> [Location identification entries]

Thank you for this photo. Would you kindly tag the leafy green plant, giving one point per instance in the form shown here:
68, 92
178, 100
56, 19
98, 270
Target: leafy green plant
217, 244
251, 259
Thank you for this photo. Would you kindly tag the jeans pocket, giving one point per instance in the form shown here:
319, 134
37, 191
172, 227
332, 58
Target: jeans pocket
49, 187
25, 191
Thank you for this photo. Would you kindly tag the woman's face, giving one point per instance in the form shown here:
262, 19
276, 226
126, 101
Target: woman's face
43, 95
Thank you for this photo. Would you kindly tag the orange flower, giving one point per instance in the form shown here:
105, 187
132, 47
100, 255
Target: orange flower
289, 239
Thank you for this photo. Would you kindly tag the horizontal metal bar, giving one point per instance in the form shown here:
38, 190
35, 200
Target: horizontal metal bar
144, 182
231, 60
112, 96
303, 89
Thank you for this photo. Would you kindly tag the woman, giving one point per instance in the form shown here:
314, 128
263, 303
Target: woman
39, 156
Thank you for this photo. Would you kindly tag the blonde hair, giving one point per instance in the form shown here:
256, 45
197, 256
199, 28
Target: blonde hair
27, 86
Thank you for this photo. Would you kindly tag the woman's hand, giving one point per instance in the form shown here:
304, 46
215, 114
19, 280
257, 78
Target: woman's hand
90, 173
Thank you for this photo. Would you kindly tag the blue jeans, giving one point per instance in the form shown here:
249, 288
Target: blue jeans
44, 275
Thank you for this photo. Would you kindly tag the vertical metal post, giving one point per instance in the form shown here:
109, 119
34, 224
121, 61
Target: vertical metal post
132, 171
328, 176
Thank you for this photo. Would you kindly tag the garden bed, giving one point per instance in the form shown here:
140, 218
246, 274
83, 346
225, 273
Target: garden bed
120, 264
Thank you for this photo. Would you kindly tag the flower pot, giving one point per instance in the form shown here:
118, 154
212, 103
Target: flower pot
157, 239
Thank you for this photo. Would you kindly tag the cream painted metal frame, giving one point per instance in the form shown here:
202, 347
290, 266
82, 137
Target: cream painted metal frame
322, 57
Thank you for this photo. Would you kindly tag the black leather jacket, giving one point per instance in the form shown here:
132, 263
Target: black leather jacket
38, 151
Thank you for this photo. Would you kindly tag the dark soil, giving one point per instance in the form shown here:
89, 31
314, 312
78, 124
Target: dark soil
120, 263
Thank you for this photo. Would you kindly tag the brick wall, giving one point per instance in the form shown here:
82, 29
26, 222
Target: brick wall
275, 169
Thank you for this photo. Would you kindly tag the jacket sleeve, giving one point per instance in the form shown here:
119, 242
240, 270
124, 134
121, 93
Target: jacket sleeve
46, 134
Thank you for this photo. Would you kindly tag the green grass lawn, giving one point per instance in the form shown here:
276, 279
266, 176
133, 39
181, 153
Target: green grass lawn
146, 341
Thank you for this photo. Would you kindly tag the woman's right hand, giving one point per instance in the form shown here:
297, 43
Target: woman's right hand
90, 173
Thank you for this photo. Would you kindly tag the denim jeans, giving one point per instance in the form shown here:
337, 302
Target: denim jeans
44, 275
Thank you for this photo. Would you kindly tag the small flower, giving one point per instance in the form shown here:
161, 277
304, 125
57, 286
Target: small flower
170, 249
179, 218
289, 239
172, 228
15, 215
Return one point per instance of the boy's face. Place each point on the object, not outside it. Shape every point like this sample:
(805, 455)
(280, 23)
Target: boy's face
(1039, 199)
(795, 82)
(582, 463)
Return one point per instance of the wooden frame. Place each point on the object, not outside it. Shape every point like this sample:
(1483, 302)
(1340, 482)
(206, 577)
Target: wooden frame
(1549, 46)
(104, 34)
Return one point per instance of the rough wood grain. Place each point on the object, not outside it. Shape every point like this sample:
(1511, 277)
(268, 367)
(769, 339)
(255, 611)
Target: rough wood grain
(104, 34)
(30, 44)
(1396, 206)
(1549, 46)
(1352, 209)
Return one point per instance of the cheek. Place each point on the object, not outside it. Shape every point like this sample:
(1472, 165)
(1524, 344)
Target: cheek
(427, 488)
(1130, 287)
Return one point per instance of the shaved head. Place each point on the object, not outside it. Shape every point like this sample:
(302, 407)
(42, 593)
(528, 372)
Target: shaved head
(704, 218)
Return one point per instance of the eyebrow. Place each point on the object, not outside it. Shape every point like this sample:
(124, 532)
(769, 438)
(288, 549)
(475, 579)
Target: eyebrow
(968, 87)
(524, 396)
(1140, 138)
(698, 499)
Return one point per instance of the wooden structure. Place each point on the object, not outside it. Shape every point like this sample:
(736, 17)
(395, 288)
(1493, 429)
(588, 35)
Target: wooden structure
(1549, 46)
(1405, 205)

> [What to do] Reproduce the material above word for word, everything from the line containing "Return one point per instance of the eyebrow." down to the end of the material, with both of those ends included.

> [Result below]
Return one point per instance of the eyebrow. Place each point on the object, not outside it. Shape every point like this sample:
(124, 532)
(769, 438)
(288, 549)
(475, 579)
Target: eyebrow
(968, 87)
(524, 396)
(1140, 138)
(698, 499)
Return one point per instance of the wooden structure. Place each point on the object, not outside it. Shape every point like this sample:
(736, 17)
(395, 288)
(1493, 429)
(588, 35)
Target: wooden structure
(1549, 46)
(1405, 205)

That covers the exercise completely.